▶ **DIRECTIONS**
From the records below, please return each line that holds the word "metal".
══════════════════════════════
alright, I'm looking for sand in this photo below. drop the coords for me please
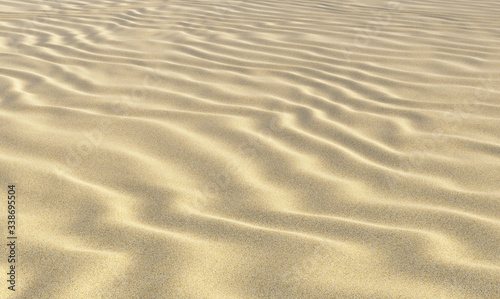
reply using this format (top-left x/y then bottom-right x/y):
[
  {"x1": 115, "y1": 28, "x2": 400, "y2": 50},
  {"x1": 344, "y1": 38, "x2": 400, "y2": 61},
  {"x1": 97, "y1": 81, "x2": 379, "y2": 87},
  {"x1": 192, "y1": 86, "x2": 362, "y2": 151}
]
[{"x1": 1, "y1": 0, "x2": 499, "y2": 298}]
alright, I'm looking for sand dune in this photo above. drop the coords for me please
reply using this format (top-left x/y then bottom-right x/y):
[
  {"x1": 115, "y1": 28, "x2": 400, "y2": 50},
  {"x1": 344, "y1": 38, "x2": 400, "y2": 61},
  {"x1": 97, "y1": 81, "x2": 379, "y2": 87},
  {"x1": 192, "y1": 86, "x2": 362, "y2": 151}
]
[{"x1": 1, "y1": 0, "x2": 499, "y2": 298}]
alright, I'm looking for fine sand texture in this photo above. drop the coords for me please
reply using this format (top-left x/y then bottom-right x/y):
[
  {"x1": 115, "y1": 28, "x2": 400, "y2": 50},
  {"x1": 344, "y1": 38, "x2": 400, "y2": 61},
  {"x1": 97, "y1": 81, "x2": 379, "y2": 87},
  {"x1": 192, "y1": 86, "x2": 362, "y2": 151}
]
[{"x1": 1, "y1": 0, "x2": 500, "y2": 298}]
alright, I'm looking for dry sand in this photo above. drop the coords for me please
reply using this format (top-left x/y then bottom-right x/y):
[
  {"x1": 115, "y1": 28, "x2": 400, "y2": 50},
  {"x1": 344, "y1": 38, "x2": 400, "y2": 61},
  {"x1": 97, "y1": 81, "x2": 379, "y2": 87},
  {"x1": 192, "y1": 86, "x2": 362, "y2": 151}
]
[{"x1": 1, "y1": 0, "x2": 500, "y2": 298}]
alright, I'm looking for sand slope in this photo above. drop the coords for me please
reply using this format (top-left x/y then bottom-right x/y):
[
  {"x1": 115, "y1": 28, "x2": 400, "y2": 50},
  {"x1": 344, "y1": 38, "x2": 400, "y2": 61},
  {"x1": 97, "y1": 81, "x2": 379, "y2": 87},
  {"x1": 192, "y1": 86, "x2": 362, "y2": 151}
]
[{"x1": 1, "y1": 0, "x2": 499, "y2": 298}]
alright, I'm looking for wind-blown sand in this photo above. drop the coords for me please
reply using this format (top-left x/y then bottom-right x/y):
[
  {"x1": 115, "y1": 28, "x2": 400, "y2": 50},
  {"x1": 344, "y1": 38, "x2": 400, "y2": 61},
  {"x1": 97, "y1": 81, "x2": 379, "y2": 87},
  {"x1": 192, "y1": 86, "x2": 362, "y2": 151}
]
[{"x1": 1, "y1": 0, "x2": 499, "y2": 298}]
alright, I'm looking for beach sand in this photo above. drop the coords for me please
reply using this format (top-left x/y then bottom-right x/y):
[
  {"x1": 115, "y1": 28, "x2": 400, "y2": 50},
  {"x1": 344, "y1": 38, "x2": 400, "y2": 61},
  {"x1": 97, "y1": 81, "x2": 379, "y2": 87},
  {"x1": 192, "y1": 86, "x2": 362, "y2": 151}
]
[{"x1": 1, "y1": 0, "x2": 499, "y2": 298}]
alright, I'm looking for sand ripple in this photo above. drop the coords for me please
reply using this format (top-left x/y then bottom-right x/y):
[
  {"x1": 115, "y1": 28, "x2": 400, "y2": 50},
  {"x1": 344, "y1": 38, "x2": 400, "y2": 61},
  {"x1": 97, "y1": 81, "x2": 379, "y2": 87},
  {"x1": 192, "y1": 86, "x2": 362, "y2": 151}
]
[{"x1": 1, "y1": 0, "x2": 499, "y2": 298}]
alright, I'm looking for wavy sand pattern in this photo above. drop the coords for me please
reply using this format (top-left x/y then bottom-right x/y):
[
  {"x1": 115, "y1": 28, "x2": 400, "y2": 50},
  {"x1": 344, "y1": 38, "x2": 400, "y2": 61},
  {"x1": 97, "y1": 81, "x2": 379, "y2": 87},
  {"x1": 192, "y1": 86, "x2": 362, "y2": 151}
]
[{"x1": 1, "y1": 0, "x2": 499, "y2": 298}]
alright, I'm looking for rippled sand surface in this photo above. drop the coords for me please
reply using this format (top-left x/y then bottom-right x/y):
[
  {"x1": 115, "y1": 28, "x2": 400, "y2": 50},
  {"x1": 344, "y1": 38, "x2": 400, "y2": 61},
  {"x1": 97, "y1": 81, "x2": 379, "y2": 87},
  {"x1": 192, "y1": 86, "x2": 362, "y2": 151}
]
[{"x1": 1, "y1": 0, "x2": 499, "y2": 298}]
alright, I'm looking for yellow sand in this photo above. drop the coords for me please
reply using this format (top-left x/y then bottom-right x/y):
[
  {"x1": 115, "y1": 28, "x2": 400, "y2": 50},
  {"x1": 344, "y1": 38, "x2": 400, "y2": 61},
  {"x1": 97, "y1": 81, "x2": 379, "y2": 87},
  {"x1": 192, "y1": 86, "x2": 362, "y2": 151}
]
[{"x1": 1, "y1": 0, "x2": 499, "y2": 298}]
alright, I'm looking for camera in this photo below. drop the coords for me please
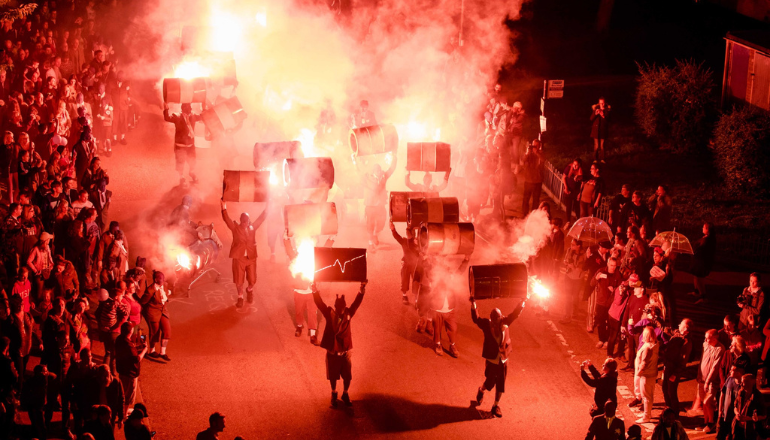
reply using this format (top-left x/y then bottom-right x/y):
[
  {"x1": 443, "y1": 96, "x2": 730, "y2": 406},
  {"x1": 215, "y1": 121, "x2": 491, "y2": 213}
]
[
  {"x1": 140, "y1": 335, "x2": 146, "y2": 342},
  {"x1": 737, "y1": 293, "x2": 750, "y2": 306}
]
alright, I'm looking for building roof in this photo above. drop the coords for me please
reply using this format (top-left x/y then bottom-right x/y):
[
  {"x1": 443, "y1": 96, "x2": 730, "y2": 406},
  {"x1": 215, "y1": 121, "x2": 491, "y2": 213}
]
[{"x1": 726, "y1": 31, "x2": 770, "y2": 54}]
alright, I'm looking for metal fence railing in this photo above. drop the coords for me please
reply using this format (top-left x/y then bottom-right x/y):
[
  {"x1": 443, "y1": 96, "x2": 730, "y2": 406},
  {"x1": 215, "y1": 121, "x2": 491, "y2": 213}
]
[{"x1": 540, "y1": 159, "x2": 770, "y2": 271}]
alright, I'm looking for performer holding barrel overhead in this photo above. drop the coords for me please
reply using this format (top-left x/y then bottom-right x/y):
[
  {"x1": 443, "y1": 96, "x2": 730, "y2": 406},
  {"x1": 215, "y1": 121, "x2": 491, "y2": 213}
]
[
  {"x1": 405, "y1": 168, "x2": 451, "y2": 193},
  {"x1": 163, "y1": 102, "x2": 203, "y2": 185},
  {"x1": 220, "y1": 199, "x2": 269, "y2": 308},
  {"x1": 470, "y1": 297, "x2": 526, "y2": 418},
  {"x1": 362, "y1": 155, "x2": 397, "y2": 251}
]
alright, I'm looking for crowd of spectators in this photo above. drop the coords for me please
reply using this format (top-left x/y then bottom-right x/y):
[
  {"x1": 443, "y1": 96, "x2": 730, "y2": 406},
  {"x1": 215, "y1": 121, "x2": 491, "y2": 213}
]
[{"x1": 0, "y1": 1, "x2": 156, "y2": 440}]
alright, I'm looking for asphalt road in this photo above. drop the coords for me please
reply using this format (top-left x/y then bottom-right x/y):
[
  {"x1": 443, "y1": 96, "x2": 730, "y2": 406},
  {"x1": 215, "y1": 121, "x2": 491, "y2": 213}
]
[{"x1": 93, "y1": 104, "x2": 723, "y2": 439}]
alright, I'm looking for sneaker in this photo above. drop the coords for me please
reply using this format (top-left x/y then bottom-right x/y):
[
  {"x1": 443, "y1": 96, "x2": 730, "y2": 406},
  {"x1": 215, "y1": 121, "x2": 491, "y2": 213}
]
[
  {"x1": 586, "y1": 327, "x2": 594, "y2": 333},
  {"x1": 295, "y1": 326, "x2": 302, "y2": 337},
  {"x1": 596, "y1": 341, "x2": 604, "y2": 349},
  {"x1": 120, "y1": 138, "x2": 127, "y2": 145},
  {"x1": 627, "y1": 398, "x2": 642, "y2": 408},
  {"x1": 402, "y1": 295, "x2": 409, "y2": 305},
  {"x1": 160, "y1": 354, "x2": 171, "y2": 362},
  {"x1": 341, "y1": 392, "x2": 352, "y2": 407},
  {"x1": 617, "y1": 355, "x2": 628, "y2": 363},
  {"x1": 476, "y1": 388, "x2": 484, "y2": 405},
  {"x1": 703, "y1": 425, "x2": 715, "y2": 434},
  {"x1": 635, "y1": 417, "x2": 651, "y2": 424},
  {"x1": 491, "y1": 405, "x2": 502, "y2": 418},
  {"x1": 434, "y1": 344, "x2": 443, "y2": 356},
  {"x1": 448, "y1": 344, "x2": 459, "y2": 358},
  {"x1": 147, "y1": 352, "x2": 159, "y2": 359},
  {"x1": 310, "y1": 334, "x2": 318, "y2": 345},
  {"x1": 246, "y1": 289, "x2": 254, "y2": 303},
  {"x1": 415, "y1": 321, "x2": 424, "y2": 333},
  {"x1": 331, "y1": 391, "x2": 338, "y2": 408},
  {"x1": 236, "y1": 297, "x2": 244, "y2": 308},
  {"x1": 601, "y1": 342, "x2": 608, "y2": 349}
]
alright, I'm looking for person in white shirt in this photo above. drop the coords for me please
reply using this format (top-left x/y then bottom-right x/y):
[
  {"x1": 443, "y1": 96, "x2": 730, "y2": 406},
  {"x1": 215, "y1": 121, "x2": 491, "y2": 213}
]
[{"x1": 71, "y1": 189, "x2": 94, "y2": 218}]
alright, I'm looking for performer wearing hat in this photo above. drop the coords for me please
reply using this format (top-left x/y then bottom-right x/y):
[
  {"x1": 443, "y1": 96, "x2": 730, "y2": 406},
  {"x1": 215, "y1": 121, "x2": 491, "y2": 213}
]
[
  {"x1": 312, "y1": 281, "x2": 367, "y2": 408},
  {"x1": 470, "y1": 297, "x2": 526, "y2": 418},
  {"x1": 220, "y1": 199, "x2": 268, "y2": 308}
]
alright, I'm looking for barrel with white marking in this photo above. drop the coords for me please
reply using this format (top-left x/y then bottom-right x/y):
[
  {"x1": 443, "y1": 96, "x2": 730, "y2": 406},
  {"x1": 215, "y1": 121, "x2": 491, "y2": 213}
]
[
  {"x1": 284, "y1": 202, "x2": 338, "y2": 237},
  {"x1": 314, "y1": 247, "x2": 367, "y2": 282},
  {"x1": 201, "y1": 96, "x2": 247, "y2": 137},
  {"x1": 222, "y1": 170, "x2": 269, "y2": 202},
  {"x1": 163, "y1": 78, "x2": 207, "y2": 103},
  {"x1": 283, "y1": 157, "x2": 334, "y2": 189},
  {"x1": 406, "y1": 142, "x2": 451, "y2": 172},
  {"x1": 469, "y1": 264, "x2": 529, "y2": 300},
  {"x1": 407, "y1": 197, "x2": 460, "y2": 226},
  {"x1": 418, "y1": 222, "x2": 475, "y2": 255},
  {"x1": 389, "y1": 191, "x2": 438, "y2": 223},
  {"x1": 349, "y1": 124, "x2": 398, "y2": 156}
]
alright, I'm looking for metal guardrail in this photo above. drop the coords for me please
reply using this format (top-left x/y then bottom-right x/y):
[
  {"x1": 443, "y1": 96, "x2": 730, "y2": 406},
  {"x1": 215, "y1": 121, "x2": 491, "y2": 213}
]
[{"x1": 540, "y1": 158, "x2": 770, "y2": 271}]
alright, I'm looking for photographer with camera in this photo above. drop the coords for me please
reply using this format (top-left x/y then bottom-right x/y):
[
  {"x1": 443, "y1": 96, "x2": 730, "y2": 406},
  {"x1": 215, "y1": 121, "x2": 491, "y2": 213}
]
[
  {"x1": 738, "y1": 273, "x2": 765, "y2": 330},
  {"x1": 580, "y1": 358, "x2": 618, "y2": 418},
  {"x1": 115, "y1": 321, "x2": 148, "y2": 419},
  {"x1": 661, "y1": 318, "x2": 693, "y2": 415}
]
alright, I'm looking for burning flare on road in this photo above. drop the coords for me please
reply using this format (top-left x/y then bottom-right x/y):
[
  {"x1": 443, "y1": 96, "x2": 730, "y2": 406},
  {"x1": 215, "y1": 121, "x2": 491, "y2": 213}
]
══════════════════════════════
▶ **RESPONSE TO THE EXERCISE**
alright, I'm looking for metal fence railing in this photo above. drop the coords for me please
alright, I'm looking for metal guardrail in this photo above. drop the coords for me please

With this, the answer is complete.